Funny Money

Funny Money: Investors' Mummified Dreams

 

Editor's Note: Welcome to "Funny Money," a feature written by New York-based comedian Jeff Kreisler. Lest there be any confusion, please note that this column is a work of satire and intended for entertainment purposes only. Enjoy the weekend.

After making anti-inflationary comments (not to be mistaken for anti-inflammatory comments like, "I need Advil"), Fed Chief Ben Bernanke text-messaged the ghost formerly known as Alan Greenspan: "U were right. They R soooo sensitive. Next wk I'm gonna yell 'Boo!'"

The possibility of interest rate hikes sent homebuilder stocks falling, or, as the Toll Brothers' controlled Philadelphia Daily News reported: "Everything's Great! Build Houses Now!"

Speaking of which, documents show that Guidant execs considered telling doctors about their products' dangers, but decided not to, since that would've hurt their sale price and ability to build screams-of-agony-soundproof mansions.

In related news, the FDA approved the use of the MS drug Tysabri, despite the risk of fatal brain disease, because life is full of difficult choices, and who are we to decide how the afflicted might pursue hope of salvation. Oh wait, I mean, because the FDA, like totally, sucks, man.

Meanwhile, Pfizer is selling its consumer products division to focus on its most profitable business, creating disease to sell cures, er, I mean, prescription drugs. If only Listerine caused high cholesterol ... and Lipitor caused bad breath ... they could package a Listerine-Lipitor Double L cycle of doom.

TASK LIST:
1) Answer these questions about the Funny Money column:
(a) Who writes the "Funny Money" feature, according to the editor's note?
(b) Which MS drug did the FDA approve despite the risk of fatal brain disease?
(c) Which division is Pfizer selling?
2) Could you retype, word for word, the part of the Funny Money column that opens with the words containing "Speaking of which, documents" and closes with "build screams-of-agony-soundproof mansions."?

DATASET EXCERPTS:
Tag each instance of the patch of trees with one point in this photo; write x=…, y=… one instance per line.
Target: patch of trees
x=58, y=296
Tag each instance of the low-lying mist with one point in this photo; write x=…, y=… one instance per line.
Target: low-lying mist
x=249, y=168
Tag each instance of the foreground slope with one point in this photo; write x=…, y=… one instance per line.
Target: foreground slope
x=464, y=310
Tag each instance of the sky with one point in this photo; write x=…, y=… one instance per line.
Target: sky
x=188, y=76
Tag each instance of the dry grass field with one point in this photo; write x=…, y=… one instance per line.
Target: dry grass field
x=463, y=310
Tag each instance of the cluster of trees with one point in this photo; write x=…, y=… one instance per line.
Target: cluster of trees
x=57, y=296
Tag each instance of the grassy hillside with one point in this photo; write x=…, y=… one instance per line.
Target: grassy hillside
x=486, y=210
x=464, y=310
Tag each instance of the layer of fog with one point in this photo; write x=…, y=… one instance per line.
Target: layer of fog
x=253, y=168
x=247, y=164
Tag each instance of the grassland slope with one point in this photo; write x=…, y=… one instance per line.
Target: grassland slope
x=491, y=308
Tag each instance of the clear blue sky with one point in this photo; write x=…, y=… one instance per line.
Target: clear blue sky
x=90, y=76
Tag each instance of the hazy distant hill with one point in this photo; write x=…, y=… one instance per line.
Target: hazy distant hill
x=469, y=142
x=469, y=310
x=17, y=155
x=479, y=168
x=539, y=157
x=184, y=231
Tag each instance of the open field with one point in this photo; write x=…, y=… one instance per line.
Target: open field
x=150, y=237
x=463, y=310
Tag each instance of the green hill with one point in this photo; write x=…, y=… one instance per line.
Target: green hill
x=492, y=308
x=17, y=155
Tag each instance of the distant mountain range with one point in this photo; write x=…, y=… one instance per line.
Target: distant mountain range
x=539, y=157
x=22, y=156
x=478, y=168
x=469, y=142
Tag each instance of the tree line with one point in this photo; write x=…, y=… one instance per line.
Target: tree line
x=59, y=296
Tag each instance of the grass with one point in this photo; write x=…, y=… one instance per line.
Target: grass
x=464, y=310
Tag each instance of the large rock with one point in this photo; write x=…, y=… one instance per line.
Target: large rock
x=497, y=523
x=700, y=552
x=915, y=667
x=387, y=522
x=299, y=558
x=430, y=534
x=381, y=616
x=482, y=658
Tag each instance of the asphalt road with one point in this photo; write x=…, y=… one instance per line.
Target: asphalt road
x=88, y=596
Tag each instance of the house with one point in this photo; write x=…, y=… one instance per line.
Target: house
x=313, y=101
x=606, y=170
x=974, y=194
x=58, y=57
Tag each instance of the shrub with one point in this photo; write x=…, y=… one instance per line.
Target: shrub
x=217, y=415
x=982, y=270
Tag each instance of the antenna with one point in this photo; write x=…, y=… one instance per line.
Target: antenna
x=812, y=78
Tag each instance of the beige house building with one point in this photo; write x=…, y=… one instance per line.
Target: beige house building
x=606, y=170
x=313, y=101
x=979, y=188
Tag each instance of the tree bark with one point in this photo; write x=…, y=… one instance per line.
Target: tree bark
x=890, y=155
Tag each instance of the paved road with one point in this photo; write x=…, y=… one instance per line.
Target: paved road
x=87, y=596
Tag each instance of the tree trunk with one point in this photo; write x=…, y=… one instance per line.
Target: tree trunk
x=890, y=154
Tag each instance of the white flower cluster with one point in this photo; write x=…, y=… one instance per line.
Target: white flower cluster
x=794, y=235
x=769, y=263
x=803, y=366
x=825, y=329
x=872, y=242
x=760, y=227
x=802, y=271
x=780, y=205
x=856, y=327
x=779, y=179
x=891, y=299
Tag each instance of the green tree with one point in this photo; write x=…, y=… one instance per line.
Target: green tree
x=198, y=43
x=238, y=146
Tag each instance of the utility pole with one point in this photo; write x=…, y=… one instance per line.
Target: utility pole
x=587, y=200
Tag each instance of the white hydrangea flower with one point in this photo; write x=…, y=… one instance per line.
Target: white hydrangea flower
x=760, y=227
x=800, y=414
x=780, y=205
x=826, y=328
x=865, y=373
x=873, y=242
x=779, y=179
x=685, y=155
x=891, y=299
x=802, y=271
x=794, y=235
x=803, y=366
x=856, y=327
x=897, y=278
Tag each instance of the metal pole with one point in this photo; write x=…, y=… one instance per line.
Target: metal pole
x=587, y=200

SOLUTIONS PER TASK:
1)
(a) Jeff Kreisler, a New York-based comedian.
(b) Tysabri.
(c) Its consumer products division.

2)
Speaking of which, documents show that Guidant execs considered telling doctors about their products' dangers, but decided not to, since that would've hurt their sale price and ability to build screams-of-agony-soundproof mansions.